Return all of the entries, keeping every word and mark as it is.

Stored data entries
++++++
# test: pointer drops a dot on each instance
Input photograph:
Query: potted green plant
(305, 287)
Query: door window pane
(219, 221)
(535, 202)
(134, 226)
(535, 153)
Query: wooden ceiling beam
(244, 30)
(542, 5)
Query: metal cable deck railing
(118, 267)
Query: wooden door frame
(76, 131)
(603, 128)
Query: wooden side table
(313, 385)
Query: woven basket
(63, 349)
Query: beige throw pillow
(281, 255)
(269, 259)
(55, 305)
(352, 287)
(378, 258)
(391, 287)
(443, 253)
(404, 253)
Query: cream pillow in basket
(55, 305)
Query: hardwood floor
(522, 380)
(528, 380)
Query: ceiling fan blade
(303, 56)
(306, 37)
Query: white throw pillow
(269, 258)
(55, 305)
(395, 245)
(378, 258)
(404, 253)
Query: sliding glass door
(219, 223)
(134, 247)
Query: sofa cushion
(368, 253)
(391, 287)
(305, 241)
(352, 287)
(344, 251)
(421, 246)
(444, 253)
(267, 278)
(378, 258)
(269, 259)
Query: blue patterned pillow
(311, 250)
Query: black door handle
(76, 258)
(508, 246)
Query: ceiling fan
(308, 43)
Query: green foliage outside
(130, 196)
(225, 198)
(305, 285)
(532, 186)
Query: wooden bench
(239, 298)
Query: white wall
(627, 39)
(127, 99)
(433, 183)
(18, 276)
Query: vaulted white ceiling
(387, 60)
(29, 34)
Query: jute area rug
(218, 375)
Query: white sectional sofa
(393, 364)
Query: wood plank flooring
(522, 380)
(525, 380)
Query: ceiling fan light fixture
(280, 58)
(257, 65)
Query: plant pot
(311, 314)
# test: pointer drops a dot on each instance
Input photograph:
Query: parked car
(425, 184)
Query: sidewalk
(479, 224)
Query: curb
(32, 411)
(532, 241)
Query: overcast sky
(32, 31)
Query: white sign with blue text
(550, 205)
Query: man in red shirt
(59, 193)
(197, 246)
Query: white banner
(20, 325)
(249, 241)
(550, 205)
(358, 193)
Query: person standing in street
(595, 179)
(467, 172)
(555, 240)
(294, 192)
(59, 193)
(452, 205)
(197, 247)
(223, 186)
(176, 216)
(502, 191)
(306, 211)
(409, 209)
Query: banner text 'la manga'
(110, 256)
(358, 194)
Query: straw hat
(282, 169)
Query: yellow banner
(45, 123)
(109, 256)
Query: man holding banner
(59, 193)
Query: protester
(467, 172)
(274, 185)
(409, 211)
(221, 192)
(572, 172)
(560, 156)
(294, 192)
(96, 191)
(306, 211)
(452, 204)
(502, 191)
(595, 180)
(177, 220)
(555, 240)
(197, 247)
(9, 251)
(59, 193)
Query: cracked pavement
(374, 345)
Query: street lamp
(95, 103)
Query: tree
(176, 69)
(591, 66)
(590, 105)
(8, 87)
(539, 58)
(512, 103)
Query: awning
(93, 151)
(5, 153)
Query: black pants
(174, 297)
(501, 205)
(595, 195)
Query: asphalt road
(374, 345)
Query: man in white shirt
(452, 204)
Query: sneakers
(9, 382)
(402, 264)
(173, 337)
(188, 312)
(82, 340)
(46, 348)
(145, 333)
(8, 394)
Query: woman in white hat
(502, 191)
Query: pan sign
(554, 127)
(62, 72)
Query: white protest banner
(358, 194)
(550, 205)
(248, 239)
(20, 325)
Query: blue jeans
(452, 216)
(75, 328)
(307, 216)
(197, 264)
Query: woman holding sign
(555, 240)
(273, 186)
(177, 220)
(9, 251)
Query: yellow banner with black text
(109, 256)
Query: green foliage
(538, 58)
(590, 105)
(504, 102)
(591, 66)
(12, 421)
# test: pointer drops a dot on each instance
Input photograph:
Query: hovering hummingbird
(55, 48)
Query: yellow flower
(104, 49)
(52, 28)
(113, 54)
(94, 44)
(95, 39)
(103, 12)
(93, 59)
++++++
TASK OUTPUT
# test: pointer drops a dot on each instance
Input photograph:
Query: potted green plant
(305, 287)
Query: door window pane
(219, 221)
(535, 202)
(134, 226)
(535, 153)
Query: wooden ceiling beam
(244, 30)
(542, 5)
Query: metal cable deck railing
(118, 267)
Query: wooden door frame
(76, 131)
(603, 128)
Query: wooden side table
(313, 385)
Query: woven basket
(63, 349)
Query: beige throw pillow
(281, 255)
(269, 259)
(55, 305)
(352, 287)
(378, 258)
(391, 287)
(443, 253)
(404, 253)
Query: cream pillow in basket
(55, 305)
Query: hardwood floor
(522, 380)
(528, 380)
Query: ceiling fan blade
(303, 56)
(306, 37)
Query: white throw pillow
(269, 258)
(55, 305)
(395, 245)
(378, 258)
(404, 253)
Query: sliding glass door
(219, 223)
(134, 247)
Query: sofa cushion
(368, 253)
(391, 287)
(305, 241)
(352, 287)
(344, 251)
(421, 246)
(444, 253)
(267, 278)
(378, 258)
(269, 259)
Query: blue patterned pillow
(311, 250)
Query: black door handle
(76, 258)
(508, 246)
Query: ceiling fan
(308, 43)
Query: green foliage outside
(130, 196)
(225, 198)
(305, 285)
(532, 186)
Query: wooden bench
(239, 298)
Query: white wall
(627, 39)
(127, 99)
(433, 183)
(18, 276)
Query: vaulted white ceiling
(387, 60)
(29, 34)
Query: jute area rug
(218, 375)
Query: white sectional sofa
(393, 364)
Query: wood plank flooring
(522, 380)
(525, 380)
Query: ceiling fan light fixture
(280, 58)
(257, 65)
Query: plant pot
(311, 314)
# test: pointer drops a dot on each instance
Input photograph:
Query: parked car
(425, 184)
Query: sidewalk
(479, 224)
Query: curb
(32, 411)
(532, 241)
Query: overcast sky
(32, 31)
Query: white sign with blue text
(550, 205)
Query: man in red shirt
(59, 193)
(197, 246)
Query: white banner
(20, 325)
(249, 241)
(550, 205)
(358, 193)
Query: person standing in street
(595, 179)
(467, 172)
(555, 240)
(294, 192)
(59, 193)
(452, 205)
(197, 247)
(223, 186)
(176, 216)
(502, 191)
(306, 211)
(409, 209)
Query: banner text 'la manga'
(110, 256)
(358, 194)
Query: straw hat
(282, 169)
Query: yellow banner
(45, 123)
(109, 256)
Query: man holding banner
(59, 193)
Query: protester
(467, 172)
(274, 185)
(409, 211)
(221, 192)
(572, 172)
(560, 156)
(294, 192)
(96, 191)
(306, 211)
(452, 204)
(502, 191)
(595, 180)
(177, 220)
(555, 240)
(197, 247)
(9, 251)
(59, 193)
Query: cracked pavement
(374, 345)
Query: street lamp
(95, 103)
Query: tree
(176, 69)
(591, 66)
(590, 105)
(8, 87)
(539, 58)
(512, 103)
Query: awning
(93, 151)
(5, 153)
Query: black pants
(174, 297)
(501, 205)
(595, 195)
Query: asphalt road
(374, 345)
Query: man in white shirt
(452, 204)
Query: sneakers
(9, 382)
(402, 264)
(173, 337)
(188, 312)
(82, 340)
(46, 348)
(145, 333)
(8, 394)
Query: woman in white hat
(502, 191)
Query: pan sign
(554, 127)
(62, 72)
Query: white protest banner
(358, 194)
(550, 205)
(248, 239)
(20, 325)
Query: blue jeans
(452, 216)
(75, 328)
(307, 216)
(197, 264)
Query: woman holding sign
(555, 240)
(273, 186)
(177, 220)
(9, 251)
Query: yellow banner with black text
(109, 256)
Query: green foliage
(538, 58)
(590, 105)
(504, 102)
(591, 66)
(12, 421)
# test: pointer drops a dot on each instance
Input photograph:
Query: hovering hummingbird
(55, 48)
Query: yellow flower
(104, 49)
(52, 28)
(113, 54)
(94, 44)
(95, 39)
(103, 12)
(93, 59)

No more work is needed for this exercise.